* [Task]:
Continue the piece on teacher pensions, starting after its last sentence.

** START Reading text **

Solving the Pension Problem

Teacher pensions are a mess. Actually, teacher pensions are twenty-some different kinds of messes, depending on how your particular state has decided to skin that particular cat.

Chad Aldeman at Bellwether Partners has been on this particular case for several years. Bellwether is a right-tilted thinky tank co-founded by Kim Smith, who also helped start up Teach for America and NewSchools Venture Fund. Other co-founders include Andrew Rotherham (contributing editor at US News, former special assistant in Clinton White House), Monisha Lozier (former ed reform headhunter), and Mary K. Wells (former manager at Bain). Bellwether has several key partners, including NewsSchools Venture Fund, Stand for Children and, of course, the Bill and Melinda Gates Foundation. Yes, the reforminess is strong with this group.

Aldeman himself works in the Policy and Thought Leadership department, and previously worked at the US Department of Education where he worked on ESEA waivers, teacher preparation, and the Teacher Incentive Fund.

One on Aldeman's projects at Bellwether has been teacherpensions.org and all the issues it connects to (here he is writing about it almost exactly two years ago). But he's back with a new report called "What Do Pac-Man and Pensions Have in Common?" It's a handy title, telegraphing as it does exactly where he's headed.

Warning. Pensions are complicated and confusing and heavy on the mathiness and economics. My stock in trade is reducing complicated ideas to simple strokes, but I'm telling you up front that I may cut some critical corner in the paragraphs ahead, including part of Aldeman's argument. But I'm going to give it my best shot because this is serious stuff in serious need of some solutions, and we need to talk about both what should be done and what can be done. So, take a deep breath, and here we go.

Traditionally, pensions fall into two types-- defined contributions and defined benefits. For defined contributions, I put a bunch of money into a fund for years (maybe my employer agrees to put some in, too) and it sits there gathering money, or not, and when I retire, whatever has the pile of money has grown (or shrunken) into is what I get.

For defined benefits, my employer and I agree that if I retire when I'm X years old (as someone born in 1957, I've come to expect that once I pass 60, the formula for X will always be X= My Age + 4 years), a certain sum of money will be waiting for me, generally based on my best annual earnings in the last years before I retire.

Defined benefits requires some smart economics guys to figure out what will have to be paid in over my thirty-plus years of service in order to yield, through wise investment, the agreed-upon final amount. That's the deal many teachers in many states have always had, only things aren't going so well.

** END Reading text **
** START Entries **

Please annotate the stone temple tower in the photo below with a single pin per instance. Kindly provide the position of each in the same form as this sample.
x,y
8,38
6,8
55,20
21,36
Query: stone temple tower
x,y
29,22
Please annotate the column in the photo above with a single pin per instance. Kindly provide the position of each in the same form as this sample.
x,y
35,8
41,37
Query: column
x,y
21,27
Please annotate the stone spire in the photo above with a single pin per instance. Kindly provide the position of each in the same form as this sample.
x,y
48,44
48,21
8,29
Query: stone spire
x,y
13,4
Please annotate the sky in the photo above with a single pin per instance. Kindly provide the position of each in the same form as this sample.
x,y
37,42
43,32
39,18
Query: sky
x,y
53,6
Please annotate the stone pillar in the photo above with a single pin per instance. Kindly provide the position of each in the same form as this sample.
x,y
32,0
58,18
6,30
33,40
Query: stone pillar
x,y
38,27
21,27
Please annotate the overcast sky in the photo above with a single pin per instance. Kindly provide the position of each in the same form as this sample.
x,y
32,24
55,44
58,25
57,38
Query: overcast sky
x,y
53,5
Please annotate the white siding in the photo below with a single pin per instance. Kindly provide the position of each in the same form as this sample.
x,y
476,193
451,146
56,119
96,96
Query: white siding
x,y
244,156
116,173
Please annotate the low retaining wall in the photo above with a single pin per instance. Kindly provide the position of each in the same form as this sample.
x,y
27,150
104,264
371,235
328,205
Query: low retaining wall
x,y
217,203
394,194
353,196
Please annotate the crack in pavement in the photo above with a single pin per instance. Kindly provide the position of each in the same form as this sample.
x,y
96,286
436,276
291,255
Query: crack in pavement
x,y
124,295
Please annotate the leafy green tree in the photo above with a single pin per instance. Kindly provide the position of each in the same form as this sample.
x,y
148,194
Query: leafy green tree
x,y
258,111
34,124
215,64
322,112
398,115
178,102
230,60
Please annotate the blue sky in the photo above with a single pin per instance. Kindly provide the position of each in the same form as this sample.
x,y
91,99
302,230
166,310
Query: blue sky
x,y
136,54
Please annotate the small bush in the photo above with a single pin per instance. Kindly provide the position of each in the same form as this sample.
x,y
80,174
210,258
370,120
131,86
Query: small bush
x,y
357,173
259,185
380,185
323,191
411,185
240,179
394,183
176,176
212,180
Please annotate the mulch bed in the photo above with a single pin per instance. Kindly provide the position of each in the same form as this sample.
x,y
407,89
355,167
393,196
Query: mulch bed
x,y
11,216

** END Entries **

* [Result of the exercise]:
Some of the problems are ethical in nature, because a pension fund is a huge pile of money just kind of lying there, and politicians are eternally tempted to "borrow" from that pile with every intention of paying it back, someday. But even if politicians keep their itchy hands in check, well, if you check that last paragraph, you'll see the phrase "through wise investment." Over the last decade that has been a huge problem. Take for instance, my state of Pennsylvania, which back in the early 2000s said, "Let's go ahead and let school boards slack on their local contribution to the pension fund because we have got some genius investments going in this can't-miss housing market and we'll make such a killing in the market that the state won't have to put in as much money to keep the pensions solvent. It's a win-win for everyone! What could possibly go wrong??"

The state, like lots of other folks, figured out in 2008 exactly what could go wrong, and districts now have run out of road down which to kick the can. Pension payments are mushroom like a nightmare balloon payment, with districts facing payments of one third of their payroll costs going to plug the gaping hole in the pension fund.

Different versions of this scenario are playing out around the country, creating a big political mess. On the one hand, pensions are a promise that states made to their teachers. On the other hand, promises and moral imperatives do not make money grow on trees. Teachers did not make this mess, but this is probably one of those situations where assigning culpability doesn't get us any closer to an actual solution.

Aldeman's argument is that increased pension costs are eating everything else, that if districts didn't have to pump so much money into pensions, they could spend that money elsewhere, like salaries or health care or ice cream every Tuesday in the teachers' lounge (okay, that last one was mine, but I'm feeling a little hungry).

But what's really crimping into school budgets are the debt costs. States and districts are now contributing an average of 12 percent of teacher salaries every year just to pay down large unfunded liabilities, a result of politicians over-promising and under-saving. For the average American teacher, that's equivalent to $6,800 a year in money that could be going in their pockets but instead must be put into preserving inequitable pension systems. 

It's worth noting that some authorities take exception to Aldeman's use of the "debt" here, and prefer "unfunded liability." From an article about the report in the Atlantic:

How to characterize state’s outstanding pension obligations is a matter of debate. Aldeman calls it debt. Others don’t like the term. “​​The unfunded liability is not debt,” said Teresa Ghilarducci, a professor on retirement security at The New School, in an email. Rather, the investments made for the pension fund have not yielded the amount needed to pay the retirement money to everyone, she said, pinning the blame on pension managers and state lawmakers for investing poorly or not putting enough money into the fund to keep it afloat.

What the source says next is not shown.